Scene 1: A mid-age man, partly-tired, partly-lost becomes even more lost whilst looking at a hauntingly beautiful portrait of a woman. She’s a model looking at whom, the dazed and confused man becomes immersed akin to a tiny shred of paper lost in an inferno. Only the particles remain.
As he stares like some fixated dude on a lissome lass, he says nothing, not one word; only his eyes emote the passion that needs no explanation. Later, as the movie pans out, it turns out that this man, a cop is in love with a dead woman; that very portrait.
That movie was Rog.
Scene 2: A couple is sitting at the rustic end of a beach in Bombay. It’s evening. The breeze is flowing gently. There’s some cigarettes, beer and nonchalance. Then, suddenly, “Monty,” who’s this character, breaks into passage of tears, saying, “Thank you, Shruti, thank you very much.” A happy-go-lucky man is expressing his contentment cutely to a woman he so adores but knows won’t be his.

## DATASET CONTENT
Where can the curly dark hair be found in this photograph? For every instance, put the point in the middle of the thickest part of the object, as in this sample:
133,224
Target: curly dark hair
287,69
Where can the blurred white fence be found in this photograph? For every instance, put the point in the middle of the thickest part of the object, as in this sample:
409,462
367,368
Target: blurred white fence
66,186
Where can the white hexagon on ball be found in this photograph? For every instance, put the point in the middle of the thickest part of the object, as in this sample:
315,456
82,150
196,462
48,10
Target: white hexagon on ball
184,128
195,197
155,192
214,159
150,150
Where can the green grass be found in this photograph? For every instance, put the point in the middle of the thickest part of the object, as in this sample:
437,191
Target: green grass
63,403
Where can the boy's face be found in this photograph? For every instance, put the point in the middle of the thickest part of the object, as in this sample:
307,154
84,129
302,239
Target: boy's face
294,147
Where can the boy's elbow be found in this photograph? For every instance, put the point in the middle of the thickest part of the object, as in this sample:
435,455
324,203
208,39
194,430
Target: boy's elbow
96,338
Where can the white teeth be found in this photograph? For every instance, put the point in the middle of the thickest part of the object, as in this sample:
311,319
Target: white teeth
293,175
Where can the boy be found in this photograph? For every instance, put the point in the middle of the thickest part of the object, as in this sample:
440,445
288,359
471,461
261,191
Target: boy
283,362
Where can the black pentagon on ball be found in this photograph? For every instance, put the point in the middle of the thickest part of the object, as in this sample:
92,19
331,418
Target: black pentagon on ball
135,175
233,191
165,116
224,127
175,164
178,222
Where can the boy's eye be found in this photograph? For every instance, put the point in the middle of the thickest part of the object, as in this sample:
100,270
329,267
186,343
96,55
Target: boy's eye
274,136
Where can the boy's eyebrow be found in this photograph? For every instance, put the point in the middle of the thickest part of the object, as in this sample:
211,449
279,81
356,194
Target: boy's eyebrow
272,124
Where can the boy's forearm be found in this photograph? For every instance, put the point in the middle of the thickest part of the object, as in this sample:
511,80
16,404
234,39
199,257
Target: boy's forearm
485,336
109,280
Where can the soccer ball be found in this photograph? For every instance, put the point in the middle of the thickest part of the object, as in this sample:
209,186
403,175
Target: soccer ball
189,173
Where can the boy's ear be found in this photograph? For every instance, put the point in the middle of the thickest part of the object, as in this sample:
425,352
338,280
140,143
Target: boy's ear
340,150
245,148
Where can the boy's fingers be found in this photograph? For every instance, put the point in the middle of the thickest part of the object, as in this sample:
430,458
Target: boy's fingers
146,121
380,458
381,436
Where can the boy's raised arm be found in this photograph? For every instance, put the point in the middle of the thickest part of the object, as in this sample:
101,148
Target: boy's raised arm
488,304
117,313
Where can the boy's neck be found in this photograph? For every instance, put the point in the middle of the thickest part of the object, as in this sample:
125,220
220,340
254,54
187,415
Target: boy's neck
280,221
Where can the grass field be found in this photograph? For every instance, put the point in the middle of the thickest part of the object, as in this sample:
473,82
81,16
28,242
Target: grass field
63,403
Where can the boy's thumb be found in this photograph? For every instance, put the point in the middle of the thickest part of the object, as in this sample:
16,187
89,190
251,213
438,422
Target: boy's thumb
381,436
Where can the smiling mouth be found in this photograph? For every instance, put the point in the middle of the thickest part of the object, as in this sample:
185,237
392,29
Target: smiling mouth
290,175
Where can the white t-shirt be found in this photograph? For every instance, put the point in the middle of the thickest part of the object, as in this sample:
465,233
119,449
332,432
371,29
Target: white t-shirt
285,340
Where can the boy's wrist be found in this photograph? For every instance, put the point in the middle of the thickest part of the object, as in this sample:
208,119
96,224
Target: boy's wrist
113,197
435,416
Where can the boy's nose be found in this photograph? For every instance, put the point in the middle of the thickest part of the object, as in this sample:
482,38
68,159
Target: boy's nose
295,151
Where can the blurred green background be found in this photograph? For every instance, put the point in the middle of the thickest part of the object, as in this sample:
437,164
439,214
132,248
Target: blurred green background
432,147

## WHAT TO DO
Print the film-scenes text above word for word, from "As he stares" to "that very portrait.".

## TASK ANSWER
As he stares like some fixated dude on a lissome lass, he says nothing, not one word; only his eyes emote the passion that needs no explanation. Later, as the movie pans out, it turns out that this man, a cop is in love with a dead woman; that very portrait.